─── Entries supplied

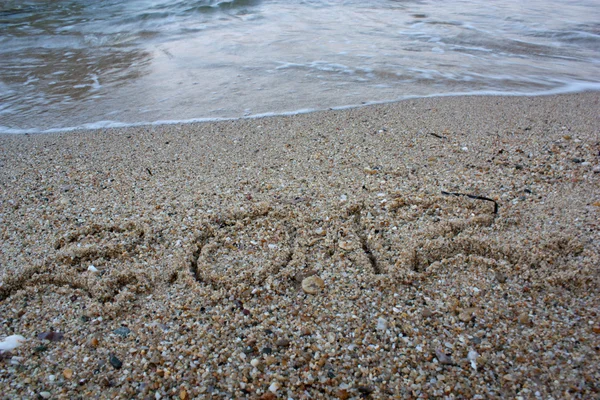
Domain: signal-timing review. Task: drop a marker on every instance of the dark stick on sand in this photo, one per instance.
(472, 196)
(437, 136)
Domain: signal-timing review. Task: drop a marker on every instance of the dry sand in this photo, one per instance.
(310, 256)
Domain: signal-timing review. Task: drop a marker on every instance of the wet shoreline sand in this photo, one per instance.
(311, 255)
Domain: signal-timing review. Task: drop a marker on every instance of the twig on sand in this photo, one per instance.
(472, 196)
(437, 136)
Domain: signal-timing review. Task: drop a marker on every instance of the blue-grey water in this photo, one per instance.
(73, 63)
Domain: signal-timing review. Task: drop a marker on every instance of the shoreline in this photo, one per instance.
(314, 253)
(572, 88)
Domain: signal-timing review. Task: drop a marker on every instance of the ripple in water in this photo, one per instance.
(82, 63)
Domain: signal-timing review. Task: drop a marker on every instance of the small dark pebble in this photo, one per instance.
(500, 277)
(476, 340)
(365, 389)
(122, 331)
(115, 362)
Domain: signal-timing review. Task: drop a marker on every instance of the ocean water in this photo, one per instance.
(93, 63)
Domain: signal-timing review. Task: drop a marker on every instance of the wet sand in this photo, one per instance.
(432, 247)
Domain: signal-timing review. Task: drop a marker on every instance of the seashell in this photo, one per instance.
(313, 284)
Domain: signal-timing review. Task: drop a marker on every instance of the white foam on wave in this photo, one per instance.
(568, 88)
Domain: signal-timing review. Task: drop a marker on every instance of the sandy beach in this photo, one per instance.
(439, 247)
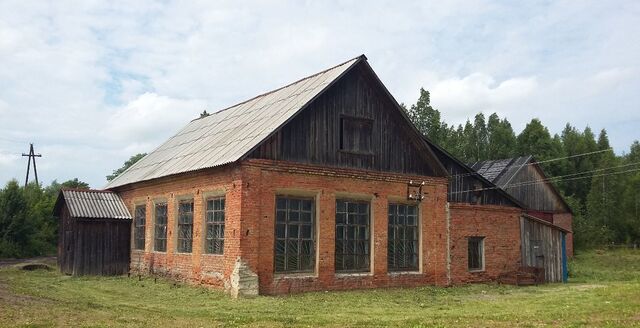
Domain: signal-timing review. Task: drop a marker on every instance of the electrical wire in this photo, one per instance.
(540, 162)
(566, 177)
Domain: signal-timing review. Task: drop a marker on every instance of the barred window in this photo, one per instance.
(476, 253)
(160, 235)
(402, 249)
(185, 226)
(139, 223)
(214, 243)
(352, 236)
(295, 237)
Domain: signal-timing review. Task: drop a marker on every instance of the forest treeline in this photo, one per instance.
(602, 189)
(27, 225)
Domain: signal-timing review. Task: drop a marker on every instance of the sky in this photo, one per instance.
(91, 83)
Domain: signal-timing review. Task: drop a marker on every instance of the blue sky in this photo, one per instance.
(91, 83)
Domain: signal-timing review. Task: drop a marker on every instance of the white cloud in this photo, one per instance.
(149, 119)
(91, 83)
(480, 92)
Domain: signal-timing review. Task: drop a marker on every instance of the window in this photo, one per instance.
(352, 236)
(402, 249)
(295, 237)
(476, 253)
(355, 135)
(185, 226)
(160, 233)
(139, 223)
(214, 243)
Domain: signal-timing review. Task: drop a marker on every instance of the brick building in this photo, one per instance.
(323, 184)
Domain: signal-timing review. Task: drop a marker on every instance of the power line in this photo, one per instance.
(31, 156)
(575, 174)
(567, 177)
(540, 162)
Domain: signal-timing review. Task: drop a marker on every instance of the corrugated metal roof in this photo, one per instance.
(95, 204)
(226, 136)
(500, 171)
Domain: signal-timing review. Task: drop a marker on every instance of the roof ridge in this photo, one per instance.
(282, 87)
(87, 190)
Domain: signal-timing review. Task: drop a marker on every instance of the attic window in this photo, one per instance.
(355, 135)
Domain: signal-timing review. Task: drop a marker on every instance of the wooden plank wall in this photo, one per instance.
(313, 136)
(536, 196)
(93, 246)
(550, 240)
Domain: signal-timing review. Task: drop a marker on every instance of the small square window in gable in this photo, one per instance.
(356, 135)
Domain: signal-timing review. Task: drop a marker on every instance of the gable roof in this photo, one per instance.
(92, 204)
(501, 171)
(227, 135)
(442, 153)
(232, 133)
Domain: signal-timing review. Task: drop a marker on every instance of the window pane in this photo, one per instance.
(185, 226)
(475, 253)
(160, 236)
(294, 245)
(215, 225)
(139, 227)
(352, 236)
(402, 254)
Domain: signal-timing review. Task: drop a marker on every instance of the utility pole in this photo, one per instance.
(33, 156)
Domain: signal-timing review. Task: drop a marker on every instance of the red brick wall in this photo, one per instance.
(250, 190)
(501, 228)
(263, 180)
(196, 266)
(565, 220)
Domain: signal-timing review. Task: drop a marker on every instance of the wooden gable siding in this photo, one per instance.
(540, 196)
(93, 246)
(314, 136)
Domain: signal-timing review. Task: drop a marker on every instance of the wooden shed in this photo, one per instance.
(544, 247)
(94, 233)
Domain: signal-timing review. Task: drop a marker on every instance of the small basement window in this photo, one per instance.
(160, 235)
(139, 224)
(476, 253)
(185, 226)
(355, 135)
(215, 226)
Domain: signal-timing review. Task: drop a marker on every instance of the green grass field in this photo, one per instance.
(604, 291)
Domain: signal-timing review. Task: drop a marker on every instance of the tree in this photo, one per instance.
(427, 119)
(15, 227)
(126, 165)
(535, 140)
(502, 140)
(480, 137)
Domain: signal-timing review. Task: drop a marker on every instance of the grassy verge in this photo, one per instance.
(605, 291)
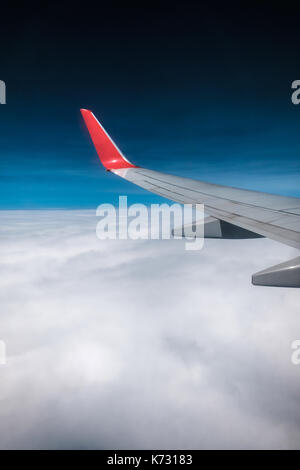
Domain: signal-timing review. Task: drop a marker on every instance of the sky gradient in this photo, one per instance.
(193, 91)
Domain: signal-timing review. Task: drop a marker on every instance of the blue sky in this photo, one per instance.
(206, 95)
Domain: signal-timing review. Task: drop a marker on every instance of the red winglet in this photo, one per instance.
(109, 154)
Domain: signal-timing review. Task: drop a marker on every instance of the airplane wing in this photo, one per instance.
(234, 213)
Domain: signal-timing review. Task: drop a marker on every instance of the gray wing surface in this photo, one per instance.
(234, 213)
(273, 216)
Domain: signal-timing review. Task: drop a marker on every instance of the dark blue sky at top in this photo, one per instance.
(190, 89)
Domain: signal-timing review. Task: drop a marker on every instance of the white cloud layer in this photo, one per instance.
(141, 344)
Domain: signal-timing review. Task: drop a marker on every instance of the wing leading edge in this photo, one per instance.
(273, 216)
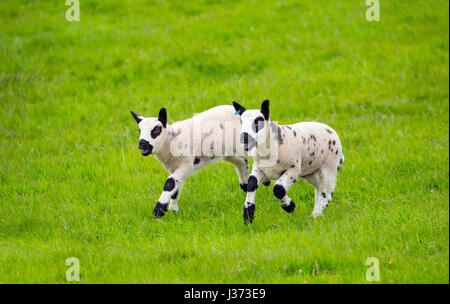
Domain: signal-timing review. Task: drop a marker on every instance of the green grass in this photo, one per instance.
(73, 183)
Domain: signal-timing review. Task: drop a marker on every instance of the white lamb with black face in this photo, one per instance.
(311, 151)
(188, 145)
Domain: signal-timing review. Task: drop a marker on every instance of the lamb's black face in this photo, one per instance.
(146, 147)
(152, 132)
(151, 136)
(252, 124)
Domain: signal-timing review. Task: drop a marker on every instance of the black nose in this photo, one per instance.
(244, 138)
(143, 144)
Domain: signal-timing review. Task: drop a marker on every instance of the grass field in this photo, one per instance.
(73, 183)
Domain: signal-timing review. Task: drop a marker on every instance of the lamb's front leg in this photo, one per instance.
(173, 185)
(252, 185)
(174, 198)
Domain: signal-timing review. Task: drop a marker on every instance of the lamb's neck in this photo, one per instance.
(271, 144)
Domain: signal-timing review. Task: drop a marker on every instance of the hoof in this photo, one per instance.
(316, 213)
(289, 208)
(160, 210)
(266, 183)
(249, 214)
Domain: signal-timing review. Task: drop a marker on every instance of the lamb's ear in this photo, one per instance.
(239, 109)
(265, 109)
(136, 117)
(162, 117)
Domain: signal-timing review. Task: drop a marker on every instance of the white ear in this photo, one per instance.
(136, 117)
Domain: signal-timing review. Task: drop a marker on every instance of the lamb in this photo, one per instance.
(311, 151)
(212, 134)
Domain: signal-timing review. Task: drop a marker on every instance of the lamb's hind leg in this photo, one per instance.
(282, 185)
(242, 168)
(324, 190)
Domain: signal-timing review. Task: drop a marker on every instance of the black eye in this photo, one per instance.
(156, 131)
(258, 124)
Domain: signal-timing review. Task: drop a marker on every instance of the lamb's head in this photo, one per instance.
(152, 132)
(254, 123)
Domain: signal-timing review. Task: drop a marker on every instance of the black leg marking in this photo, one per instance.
(175, 195)
(249, 214)
(160, 210)
(290, 208)
(252, 183)
(169, 185)
(279, 191)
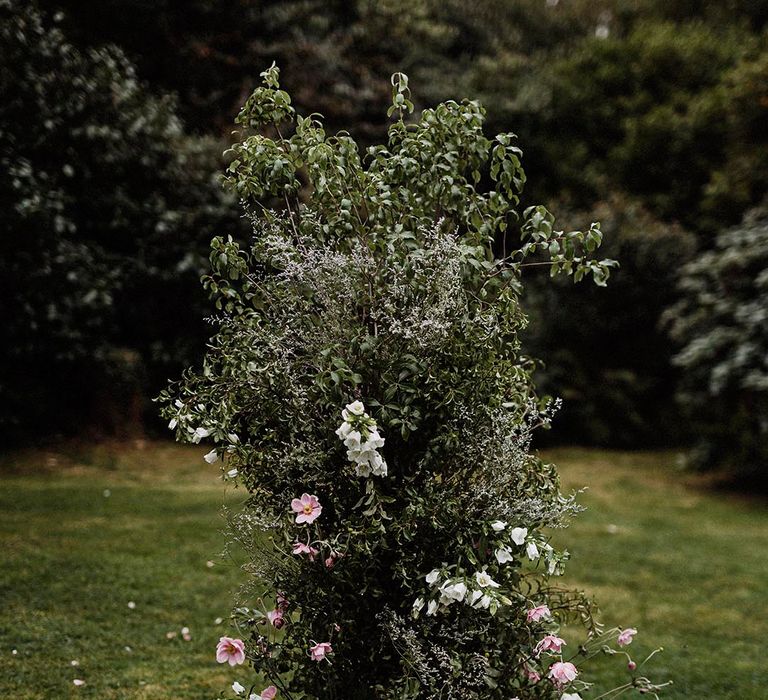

──────

## Exercise details
Pictures stay out; everything else in the listing above gets repeated exactly.

## Solution to this exercise
Domain: signal-timing review. Task: drop a marker on every instance of the dark stick on sand in this photo, one per instance.
(472, 196)
(437, 136)
Domain: signal-timing review. Task: drop a marker on every instance of the dry sand in this photo, one per instance.
(310, 256)
Domain: signal-timing review. Task: drop a marker on every instance of the wet shoreline sand in this photo, one per instance.
(311, 255)
Domain: signal-timing review. Task: drop a marker on every instance of the twig on sand in this photo, one per instance.
(472, 196)
(437, 136)
Domain: signal-timing review. Task: drop a marker on every instance of the blue-grey water in this photo, one per instance.
(73, 63)
Domain: signal-timing review. Task: drop a marker on every instance of the shoreline in this photo, one per instance.
(314, 253)
(572, 88)
Domain: signal-timing review. Task: drop a marker on every instance of the ripple in water in this photo, one per instance.
(82, 63)
Domain: signal-timing review. Task: drop a marker on every instance of the small dark pebble in this photo, one per instance.
(500, 277)
(476, 340)
(365, 389)
(122, 331)
(115, 362)
Domain: signal-timing review. Task: drop a marker on every instance of the ocean water in this photo, one per instance.
(93, 63)
Domain: signal-timing review. Task: drop a marker on every instance of the wet sand in this photo, one per instance.
(432, 247)
Domain: signal-timing review. Task: drop a marker on every instance of the seashell in this photo, one per instance.
(313, 284)
Domain: signal-timing review. Task: drop a marker on every instance of the white foam on wave in this photo, one per instance.
(568, 88)
Domain: signal-timing review. Task: drop a marker on every instance of the sandy beach in this photo, one per instance.
(439, 247)
Domain: signal-timing review. Task: drop a marker on every instance of the electrical wire in this photo, one per instance.
(540, 162)
(566, 177)
Domain: signal-timing review. Task: drop a marker on every instance of the barred window in this photo, one per instance.
(476, 253)
(160, 235)
(402, 249)
(185, 226)
(139, 223)
(214, 243)
(352, 236)
(295, 237)
Domain: signal-timing review. Task: drop a marker on every instance of the forest treeline in this photo, one per instance.
(602, 189)
(27, 225)
Domain: signal-timing review. Task: drop a marker on every instance of the sky in this photo, one per instance.
(91, 83)
Domain: signal-timing review. Task: drop a marker on every instance of the blue sky in this photo, one per instance.
(91, 83)
Domain: signal-timing review. Task: drop a marker on every instance of the white cloud in this photo, one per instance.
(149, 119)
(91, 83)
(480, 92)
Domain: signal-timing review. Task: drop a marker on every instance of the window in this photo, one per instance.
(352, 236)
(402, 249)
(295, 237)
(476, 253)
(355, 135)
(185, 226)
(160, 233)
(139, 223)
(214, 243)
Domain: signal-timing review. Task: drop a marker on every instance of the brick building in this photo, one per instance.
(323, 184)
Domain: signal-timing review. Task: drop a marker on every instance of the power line in this photo, one per instance.
(31, 156)
(575, 174)
(567, 177)
(540, 162)
Domain: signal-timing review. Task: drop a marker on every instance of the corrugated metal roof in this photo, one per instance.
(95, 204)
(226, 136)
(500, 171)
Domain: signal-timing review. Task: drop a marker on every instance of the roof ridge in this photo, one per instance.
(282, 87)
(87, 190)
Domain: signal-timing review. Task: drop a marker on every instance of the attic window in this photo, one per instance.
(355, 135)
Domain: signal-timing review. Task: drop a marker on every instance of the wooden plank wall in this photo, one per instance.
(313, 136)
(536, 196)
(93, 246)
(550, 240)
Domain: signal-timing review. Task: drop a marker on every instance of the small square window in gable in this photo, one per instance.
(356, 135)
Domain: signal-timing review. Task: drop a marker on every instance of the gable roof in this photo, one per instance.
(92, 204)
(501, 171)
(227, 135)
(442, 153)
(232, 133)
Domain: signal-timing review. Task: drop a marker on every instance of the window pane in this photo, one per instance.
(185, 226)
(475, 253)
(160, 236)
(294, 245)
(215, 225)
(139, 227)
(352, 236)
(402, 254)
Domain: signal-timing review. Task: drop a marker on every instance of the utility pole in this photo, one per instance.
(33, 156)
Domain: signal-timing review. Task: drop a marker on every instance of the red brick wall in this photo, one per instance.
(250, 190)
(501, 228)
(263, 180)
(196, 266)
(565, 220)
Domain: signal-timing review. Task: drop a marker on every instance of the wooden gable siding in this photo, one per instance.
(540, 196)
(93, 246)
(314, 136)
Domain: signal-timing review. Task: drop a marker on every instance of the wooden shed in this photo, one per instance.
(544, 247)
(94, 233)
Domain: signal-timing review. Task: drop a marker on every instance of the small basement window in this photo, one per instance.
(160, 235)
(139, 224)
(476, 253)
(185, 226)
(355, 135)
(215, 226)
Domain: signal-timing review. Task: drop a marker on every instance of the green grass field in this photo, one per instance.
(604, 291)
Domain: signal-timing review. Task: drop a marker on every instance of the tree in this photo, one per instance.
(427, 119)
(15, 227)
(126, 165)
(535, 140)
(502, 140)
(480, 137)
Domain: signal-timing review. Task: drop a marker on every instance of the grassy verge in this photo, one per instance.
(605, 291)
Domain: signal-timing review. Task: drop a marker on every instance of the sky gradient in this photo, one per instance.
(193, 91)
Domain: signal-timing review. Task: drop a marker on every instance of the blue sky in this photo, one per instance.
(206, 95)
Domain: signal-timing review. Task: drop a marker on every instance of the red winglet in this photo, one per instance.
(109, 154)
Domain: signal-timing review. Task: drop a marker on every instance of the airplane wing in this photo, one per instance.
(234, 213)
Domain: signal-timing review. Task: drop a marker on every instance of the gray wing surface in this photo, one per instance.
(234, 213)
(273, 216)
Domain: signal-timing review. Task: drop a marker on every instance of the dark blue sky at top in this photo, one per instance.
(190, 89)
Domain: signal-timing review. Task: drop a marker on every instance of the white cloud layer in this photo, one per instance.
(141, 344)
Domain: signal-timing review. Task: drop a marker on every instance of the wing leading edge in this photo, one per instance.
(273, 216)
Domain: signal-timing review. Task: drop a marker on every instance of the green grass in this photo, one per instance.
(73, 183)
Domain: signal-timing review. Task: drop a marker on every instance of the white lamb with black face in this photo, one per instance.
(311, 151)
(188, 145)
Domain: signal-timing review. Task: drop a marker on every instance of the lamb's black face in this photo, one per instance.
(146, 147)
(152, 132)
(151, 136)
(252, 124)
Domain: signal-timing review. Task: drop a marker on every instance of the black nose in this photo, one per instance.
(244, 138)
(143, 144)
Domain: signal-timing review. Task: drop a marker on every instance of the grass field in this photo, one per instance.
(73, 183)
Domain: signal-timing review. Task: drop a marker on every instance of the lamb's front leg in this photo, one per instance.
(173, 185)
(252, 185)
(174, 198)
Domain: signal-timing review. Task: drop a marker on every instance of the lamb's neck in this photo, one per instance.
(271, 144)
Domain: signal-timing review. Task: drop a marker on every instance of the hoof in this photo, one per instance.
(316, 213)
(289, 208)
(160, 210)
(266, 183)
(249, 214)
Domain: signal-timing review. Task: drop a marker on every instance of the lamb's ear in this photo, one per instance.
(239, 109)
(265, 109)
(136, 117)
(162, 117)
Domain: signal-timing review. Task: drop a marker on every instance of the white ear in this photo, one per instance.
(136, 117)
Domain: signal-timing review. Task: drop a marker on every instance of the lamb in this photo, one per instance.
(311, 151)
(212, 134)
Domain: signal-timing review. Task: drop a marker on every instance of the lamb's hind leg in this photo, one per instance.
(282, 185)
(242, 168)
(324, 190)
Domain: signal-timing review. Task: drop a marker on every instance of the black eye in this photo, one per instance.
(156, 131)
(258, 124)
Domain: signal-timing review. Task: drop a marker on every instance of the lamb's head in this photo, one per instance.
(152, 132)
(254, 123)
Domain: signal-timing review. Task: drop a marker on every instance of the black leg marking in this photo, one per instance.
(175, 195)
(249, 214)
(160, 210)
(290, 208)
(252, 183)
(169, 185)
(279, 191)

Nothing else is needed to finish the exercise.